Extract provided:
■ ■ ■ ■ ■
The Commission on Volcanology conducted an exploration of the Tiwi geothermal field from 1964 to 1968.

The Philippine government in early 1971 invited the Union Oil Company of California (Unocal) to form the Philippine Geothermal, Inc. (PGI) which is intended as a joint venture for the exploration and development of geothermal energy. A service contract was made with the state-owned National Power Corporation (NPC) on September 10, 1971.

PGI contributed technical knowledge as well as a portion of the Tiwi field's exploration and development. NPC would construct and run the geothermal power stations. The first two units were put into service in 1979. Units 3 through 6 would be operational from 1980 to 1982.
■ ■ ■ ■ ■
The data:
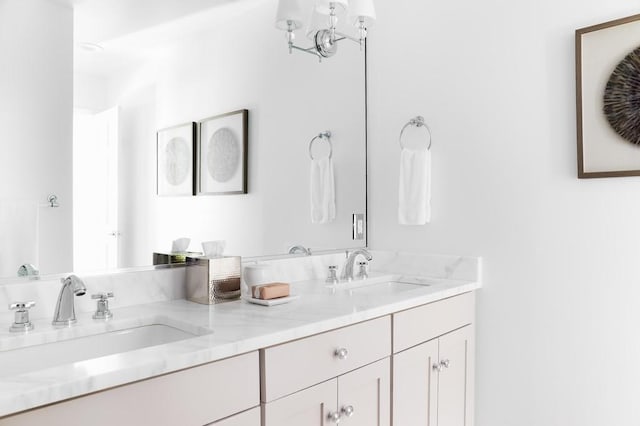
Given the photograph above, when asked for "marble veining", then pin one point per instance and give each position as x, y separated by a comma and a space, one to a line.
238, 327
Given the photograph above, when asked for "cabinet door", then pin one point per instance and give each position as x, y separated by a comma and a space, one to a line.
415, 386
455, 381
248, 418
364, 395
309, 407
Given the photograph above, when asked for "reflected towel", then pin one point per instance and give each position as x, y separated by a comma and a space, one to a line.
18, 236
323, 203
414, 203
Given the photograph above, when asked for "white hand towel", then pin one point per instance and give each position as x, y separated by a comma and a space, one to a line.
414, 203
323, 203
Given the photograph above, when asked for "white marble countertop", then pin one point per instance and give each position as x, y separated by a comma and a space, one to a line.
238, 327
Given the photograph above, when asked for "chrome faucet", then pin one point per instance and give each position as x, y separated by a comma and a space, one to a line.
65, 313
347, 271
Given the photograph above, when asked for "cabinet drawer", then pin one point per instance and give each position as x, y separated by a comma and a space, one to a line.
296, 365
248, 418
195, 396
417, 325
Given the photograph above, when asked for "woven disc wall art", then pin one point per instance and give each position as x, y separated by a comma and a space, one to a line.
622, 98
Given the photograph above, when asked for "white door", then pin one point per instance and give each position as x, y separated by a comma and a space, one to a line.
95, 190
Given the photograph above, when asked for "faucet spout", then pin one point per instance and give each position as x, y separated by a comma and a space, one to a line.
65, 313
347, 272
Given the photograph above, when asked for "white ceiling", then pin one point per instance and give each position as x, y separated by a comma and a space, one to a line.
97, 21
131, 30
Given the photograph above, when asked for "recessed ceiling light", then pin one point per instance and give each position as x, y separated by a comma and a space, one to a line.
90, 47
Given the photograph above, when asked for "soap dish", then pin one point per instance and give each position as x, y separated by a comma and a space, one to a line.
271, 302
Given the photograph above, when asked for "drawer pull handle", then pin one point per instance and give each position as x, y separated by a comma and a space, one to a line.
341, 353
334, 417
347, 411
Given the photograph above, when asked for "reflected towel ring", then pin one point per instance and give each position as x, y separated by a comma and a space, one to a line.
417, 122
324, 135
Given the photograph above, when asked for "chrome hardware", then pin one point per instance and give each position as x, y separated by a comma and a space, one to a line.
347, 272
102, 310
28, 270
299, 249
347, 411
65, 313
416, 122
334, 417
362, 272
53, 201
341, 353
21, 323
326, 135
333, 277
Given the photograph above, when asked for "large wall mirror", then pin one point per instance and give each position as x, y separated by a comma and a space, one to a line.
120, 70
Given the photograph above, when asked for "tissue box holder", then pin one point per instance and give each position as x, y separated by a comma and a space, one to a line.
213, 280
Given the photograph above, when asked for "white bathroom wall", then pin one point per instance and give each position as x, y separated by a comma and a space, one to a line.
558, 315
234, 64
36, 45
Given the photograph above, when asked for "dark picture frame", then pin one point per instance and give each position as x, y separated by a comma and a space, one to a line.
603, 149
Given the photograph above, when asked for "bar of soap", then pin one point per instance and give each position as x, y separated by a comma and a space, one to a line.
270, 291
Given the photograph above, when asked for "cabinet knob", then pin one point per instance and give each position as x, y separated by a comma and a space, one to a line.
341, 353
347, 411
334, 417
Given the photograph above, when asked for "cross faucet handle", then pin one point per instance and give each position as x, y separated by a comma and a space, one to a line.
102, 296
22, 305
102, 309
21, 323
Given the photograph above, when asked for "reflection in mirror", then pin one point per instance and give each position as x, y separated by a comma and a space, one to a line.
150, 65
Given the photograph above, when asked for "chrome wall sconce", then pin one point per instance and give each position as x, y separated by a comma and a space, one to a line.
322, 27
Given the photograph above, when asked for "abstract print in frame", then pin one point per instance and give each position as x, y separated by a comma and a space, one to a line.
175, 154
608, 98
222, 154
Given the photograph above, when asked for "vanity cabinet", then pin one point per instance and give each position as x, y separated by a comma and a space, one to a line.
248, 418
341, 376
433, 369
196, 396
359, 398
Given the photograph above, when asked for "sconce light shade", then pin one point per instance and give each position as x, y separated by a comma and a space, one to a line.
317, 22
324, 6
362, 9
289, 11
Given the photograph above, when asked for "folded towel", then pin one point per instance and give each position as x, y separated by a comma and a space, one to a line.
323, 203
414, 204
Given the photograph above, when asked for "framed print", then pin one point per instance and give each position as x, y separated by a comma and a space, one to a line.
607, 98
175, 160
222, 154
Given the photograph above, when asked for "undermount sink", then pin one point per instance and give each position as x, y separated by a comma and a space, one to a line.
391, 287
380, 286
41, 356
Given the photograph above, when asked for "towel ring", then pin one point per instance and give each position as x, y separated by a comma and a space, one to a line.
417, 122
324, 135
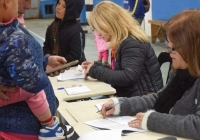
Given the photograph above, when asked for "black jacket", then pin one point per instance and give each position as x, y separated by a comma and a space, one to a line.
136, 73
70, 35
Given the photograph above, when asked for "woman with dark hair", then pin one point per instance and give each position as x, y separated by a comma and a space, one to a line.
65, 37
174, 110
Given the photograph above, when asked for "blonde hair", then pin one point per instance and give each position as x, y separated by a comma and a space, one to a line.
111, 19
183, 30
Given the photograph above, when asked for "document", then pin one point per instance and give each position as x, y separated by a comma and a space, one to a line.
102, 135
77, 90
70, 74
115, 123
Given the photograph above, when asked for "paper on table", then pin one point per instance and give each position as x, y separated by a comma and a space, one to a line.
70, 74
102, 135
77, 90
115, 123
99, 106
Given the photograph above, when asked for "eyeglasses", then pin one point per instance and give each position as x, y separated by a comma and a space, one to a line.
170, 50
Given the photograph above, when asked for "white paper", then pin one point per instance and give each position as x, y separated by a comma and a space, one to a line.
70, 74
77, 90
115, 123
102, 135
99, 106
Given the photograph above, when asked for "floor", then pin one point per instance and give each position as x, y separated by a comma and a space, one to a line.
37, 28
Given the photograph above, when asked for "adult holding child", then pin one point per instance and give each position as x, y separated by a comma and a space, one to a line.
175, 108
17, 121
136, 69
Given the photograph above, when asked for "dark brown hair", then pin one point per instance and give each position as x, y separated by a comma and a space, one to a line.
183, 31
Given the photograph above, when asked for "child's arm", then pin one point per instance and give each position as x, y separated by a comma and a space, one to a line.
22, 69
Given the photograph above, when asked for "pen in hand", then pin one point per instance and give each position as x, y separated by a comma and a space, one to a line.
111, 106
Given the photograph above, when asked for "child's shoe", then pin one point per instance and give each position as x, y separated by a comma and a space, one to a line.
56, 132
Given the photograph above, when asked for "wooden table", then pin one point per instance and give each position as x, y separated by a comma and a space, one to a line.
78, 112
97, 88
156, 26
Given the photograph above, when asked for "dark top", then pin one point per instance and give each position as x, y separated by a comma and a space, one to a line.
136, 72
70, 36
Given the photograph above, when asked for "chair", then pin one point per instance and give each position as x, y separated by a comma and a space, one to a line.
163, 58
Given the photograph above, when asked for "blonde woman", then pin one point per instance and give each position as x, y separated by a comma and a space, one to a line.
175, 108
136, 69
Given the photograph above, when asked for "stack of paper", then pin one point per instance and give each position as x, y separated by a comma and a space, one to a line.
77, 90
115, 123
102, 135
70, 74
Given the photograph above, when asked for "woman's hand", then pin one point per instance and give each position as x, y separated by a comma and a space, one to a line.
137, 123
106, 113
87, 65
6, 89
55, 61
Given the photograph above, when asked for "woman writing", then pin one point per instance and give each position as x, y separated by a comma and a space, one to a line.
■ ■ ■ ■ ■
Brief 1: Decide whether each of the following statements agrees with the passage on the Tiwi geothermal field. For each, answer yes or no and quote the words of the passage that settle it. (a) The Commission on Volcanology explored the Tiwi field between 1964 and 1968. (b) PGI was responsible for building and running the geothermal power stations. (c) The first two units entered service in 1980.
Brief 2: Carry on the passage about the Tiwi geothermal field, picking up after its final sentence.

Task result 1:
(a) Yes: "The Commission on Volcanology conducted an exploration of the Tiwi geothermal field from 1964 to 1968."
(b) No: "NPC would construct and run the geothermal power stations."
(c) No: "The first two units were put into service in 1979."

Task result 2:
The geothermal field would then be acquired by Aboitiz Power in 2009. The company would own and operate the plant under its subsidiary AP Renewables.

In January 2023, a new binary cycle power plant within the Tiwi Geothermal Power Plant broke ground. It will add 17-MW capacity to the existing geothermal complex.

==Facilities==
The Tiwi Geothermal Field is divided into four geographical areas: Naglagbong, Kapipihan, Matalibong, and Bariis. At one point it had six units and a 330-MW capacity.

As of December 2021, the Tiwi geothermal facility has four units and a capacity of 234-MW.